Photo-based point labeling data
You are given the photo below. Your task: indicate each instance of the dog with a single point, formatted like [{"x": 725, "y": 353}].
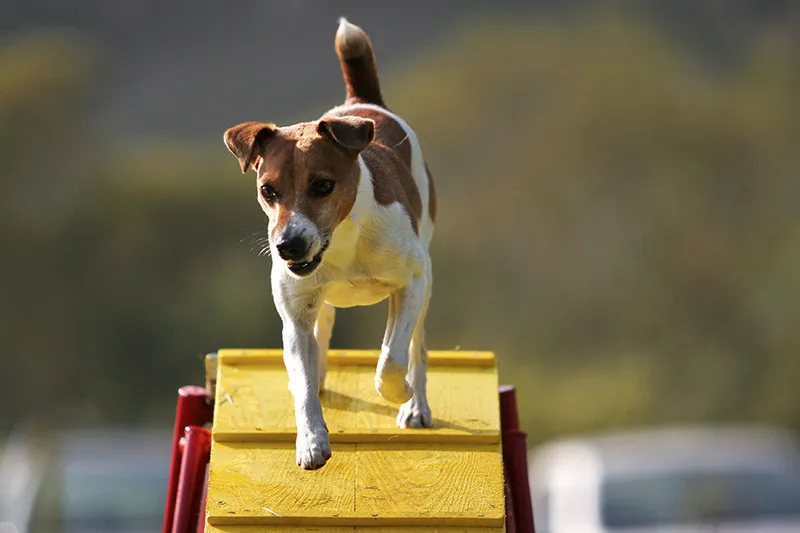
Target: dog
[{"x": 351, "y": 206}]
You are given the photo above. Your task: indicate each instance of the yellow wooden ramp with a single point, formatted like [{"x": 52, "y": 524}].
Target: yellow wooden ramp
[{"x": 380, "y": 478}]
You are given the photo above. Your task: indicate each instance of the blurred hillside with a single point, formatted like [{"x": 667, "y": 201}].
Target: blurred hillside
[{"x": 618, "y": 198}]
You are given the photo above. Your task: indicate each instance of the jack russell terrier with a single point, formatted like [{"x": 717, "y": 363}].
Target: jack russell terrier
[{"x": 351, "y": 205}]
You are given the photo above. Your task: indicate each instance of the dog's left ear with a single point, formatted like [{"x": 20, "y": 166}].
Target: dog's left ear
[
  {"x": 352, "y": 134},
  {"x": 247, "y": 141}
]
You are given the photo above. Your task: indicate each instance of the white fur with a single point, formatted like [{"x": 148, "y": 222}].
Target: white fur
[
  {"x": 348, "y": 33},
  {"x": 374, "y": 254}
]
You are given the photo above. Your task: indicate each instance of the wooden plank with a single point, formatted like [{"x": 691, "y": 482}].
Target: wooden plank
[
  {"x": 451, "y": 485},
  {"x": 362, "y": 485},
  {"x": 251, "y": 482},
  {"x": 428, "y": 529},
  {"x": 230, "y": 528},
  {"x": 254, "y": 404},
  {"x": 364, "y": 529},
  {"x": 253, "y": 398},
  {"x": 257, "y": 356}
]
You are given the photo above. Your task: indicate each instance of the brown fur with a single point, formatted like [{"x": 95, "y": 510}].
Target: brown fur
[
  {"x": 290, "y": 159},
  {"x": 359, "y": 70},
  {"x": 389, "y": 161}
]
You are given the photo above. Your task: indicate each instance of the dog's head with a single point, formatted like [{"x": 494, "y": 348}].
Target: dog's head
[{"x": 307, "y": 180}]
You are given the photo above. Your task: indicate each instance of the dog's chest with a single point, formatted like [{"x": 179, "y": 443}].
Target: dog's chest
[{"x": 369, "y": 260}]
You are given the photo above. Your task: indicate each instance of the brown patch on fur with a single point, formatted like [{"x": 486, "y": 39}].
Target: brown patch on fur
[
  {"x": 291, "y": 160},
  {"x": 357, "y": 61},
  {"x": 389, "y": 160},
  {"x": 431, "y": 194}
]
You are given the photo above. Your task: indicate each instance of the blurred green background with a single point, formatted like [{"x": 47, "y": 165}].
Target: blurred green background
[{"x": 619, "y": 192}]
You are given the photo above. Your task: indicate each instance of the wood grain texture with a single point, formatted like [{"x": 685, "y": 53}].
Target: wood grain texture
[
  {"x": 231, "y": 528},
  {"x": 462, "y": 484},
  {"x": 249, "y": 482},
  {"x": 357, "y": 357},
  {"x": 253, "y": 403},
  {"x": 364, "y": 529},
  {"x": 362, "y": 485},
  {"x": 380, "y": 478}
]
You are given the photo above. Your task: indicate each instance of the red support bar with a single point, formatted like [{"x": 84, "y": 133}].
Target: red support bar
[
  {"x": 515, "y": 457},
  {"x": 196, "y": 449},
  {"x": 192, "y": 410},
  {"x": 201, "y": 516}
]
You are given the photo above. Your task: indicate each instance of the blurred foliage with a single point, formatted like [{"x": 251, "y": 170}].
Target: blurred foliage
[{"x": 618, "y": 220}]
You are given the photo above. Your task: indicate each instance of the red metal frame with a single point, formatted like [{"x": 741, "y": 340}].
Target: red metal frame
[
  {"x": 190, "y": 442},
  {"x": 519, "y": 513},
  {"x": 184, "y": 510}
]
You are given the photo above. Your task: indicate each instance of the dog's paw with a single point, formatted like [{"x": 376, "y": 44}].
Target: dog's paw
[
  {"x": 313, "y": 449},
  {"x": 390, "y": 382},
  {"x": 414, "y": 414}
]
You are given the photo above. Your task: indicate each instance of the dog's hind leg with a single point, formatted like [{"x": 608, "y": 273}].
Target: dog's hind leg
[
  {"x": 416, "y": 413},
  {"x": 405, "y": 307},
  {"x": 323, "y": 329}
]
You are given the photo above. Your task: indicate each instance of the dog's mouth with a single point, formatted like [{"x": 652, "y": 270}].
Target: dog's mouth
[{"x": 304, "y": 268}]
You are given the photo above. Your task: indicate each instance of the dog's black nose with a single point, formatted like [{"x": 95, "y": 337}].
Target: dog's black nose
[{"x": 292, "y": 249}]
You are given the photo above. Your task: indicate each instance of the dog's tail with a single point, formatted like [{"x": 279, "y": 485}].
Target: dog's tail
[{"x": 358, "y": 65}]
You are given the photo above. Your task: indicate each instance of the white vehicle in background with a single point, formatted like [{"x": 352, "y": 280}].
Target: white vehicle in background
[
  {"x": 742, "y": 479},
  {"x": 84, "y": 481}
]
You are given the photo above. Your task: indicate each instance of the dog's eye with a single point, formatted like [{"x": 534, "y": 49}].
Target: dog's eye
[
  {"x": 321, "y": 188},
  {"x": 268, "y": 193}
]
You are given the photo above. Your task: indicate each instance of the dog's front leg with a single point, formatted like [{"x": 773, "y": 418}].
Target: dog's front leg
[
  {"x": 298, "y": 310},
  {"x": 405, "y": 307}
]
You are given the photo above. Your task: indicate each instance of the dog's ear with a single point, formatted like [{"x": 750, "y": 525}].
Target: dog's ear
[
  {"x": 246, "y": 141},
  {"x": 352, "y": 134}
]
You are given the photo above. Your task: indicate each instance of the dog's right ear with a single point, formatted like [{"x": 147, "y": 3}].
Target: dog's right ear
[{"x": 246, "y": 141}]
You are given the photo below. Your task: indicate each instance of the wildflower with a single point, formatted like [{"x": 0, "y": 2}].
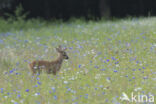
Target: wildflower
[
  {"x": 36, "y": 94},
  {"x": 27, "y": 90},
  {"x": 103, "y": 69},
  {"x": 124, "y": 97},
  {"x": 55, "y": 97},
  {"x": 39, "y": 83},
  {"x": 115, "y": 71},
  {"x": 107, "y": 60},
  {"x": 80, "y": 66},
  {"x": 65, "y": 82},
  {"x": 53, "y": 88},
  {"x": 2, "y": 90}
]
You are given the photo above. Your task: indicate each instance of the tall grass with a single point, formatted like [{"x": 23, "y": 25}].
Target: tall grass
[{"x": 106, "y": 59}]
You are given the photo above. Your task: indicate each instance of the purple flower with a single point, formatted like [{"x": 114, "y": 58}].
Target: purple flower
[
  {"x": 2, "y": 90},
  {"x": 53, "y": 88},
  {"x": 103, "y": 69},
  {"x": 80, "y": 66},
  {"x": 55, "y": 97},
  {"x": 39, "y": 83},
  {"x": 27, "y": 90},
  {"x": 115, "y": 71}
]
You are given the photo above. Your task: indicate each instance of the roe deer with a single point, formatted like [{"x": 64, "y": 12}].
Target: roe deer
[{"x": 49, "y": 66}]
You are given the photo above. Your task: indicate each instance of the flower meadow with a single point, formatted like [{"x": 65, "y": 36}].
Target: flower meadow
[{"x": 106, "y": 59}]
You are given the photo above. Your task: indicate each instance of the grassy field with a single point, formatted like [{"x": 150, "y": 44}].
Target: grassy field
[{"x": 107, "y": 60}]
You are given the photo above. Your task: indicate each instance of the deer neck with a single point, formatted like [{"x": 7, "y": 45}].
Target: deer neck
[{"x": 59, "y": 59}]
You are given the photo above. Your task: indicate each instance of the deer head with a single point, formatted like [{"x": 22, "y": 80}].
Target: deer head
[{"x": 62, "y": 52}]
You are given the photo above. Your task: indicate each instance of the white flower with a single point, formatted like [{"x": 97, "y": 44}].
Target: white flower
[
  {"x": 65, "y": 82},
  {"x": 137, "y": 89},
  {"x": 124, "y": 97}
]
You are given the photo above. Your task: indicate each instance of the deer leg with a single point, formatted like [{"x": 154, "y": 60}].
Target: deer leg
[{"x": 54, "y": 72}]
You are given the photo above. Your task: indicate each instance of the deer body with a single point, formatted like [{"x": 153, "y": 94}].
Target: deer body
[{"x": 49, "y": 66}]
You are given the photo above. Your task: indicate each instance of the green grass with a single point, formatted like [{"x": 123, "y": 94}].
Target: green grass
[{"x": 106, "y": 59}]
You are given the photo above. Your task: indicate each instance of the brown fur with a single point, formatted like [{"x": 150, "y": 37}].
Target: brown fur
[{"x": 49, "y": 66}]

Problem = Your task is to reproduce, exactly and exclusively, the lines from the one holding "the deer head" through the final line of the listing.

Response to the task =
You are given the photo above. Your task: indicate each instance of the deer head with a single point, formatted like [{"x": 22, "y": 80}].
Target: deer head
[{"x": 62, "y": 52}]
You are given the photo above. Your task: indicate each instance of the white flower with a single point, formatted like [{"x": 97, "y": 44}].
Target: white flower
[
  {"x": 65, "y": 82},
  {"x": 137, "y": 89},
  {"x": 124, "y": 97}
]
You are given the photo above. Your task: indicate each instance of the deer leg with a single point, formatted like [{"x": 154, "y": 60}].
Target: deer leg
[{"x": 54, "y": 72}]
You are given the photo above. Your task: indicate each instance of the deer body with a single point, formatted like [{"x": 153, "y": 94}].
Target: deer body
[{"x": 49, "y": 66}]
You are given the photo above. Your task: indicate each instance of the green grass with a single point, formatted like [{"x": 123, "y": 94}].
Target: green grass
[{"x": 106, "y": 59}]
You are given the photo above. Your task: indicate each instance of the brown fur with a single point, formatted like [{"x": 150, "y": 37}].
Target: brown fur
[{"x": 49, "y": 66}]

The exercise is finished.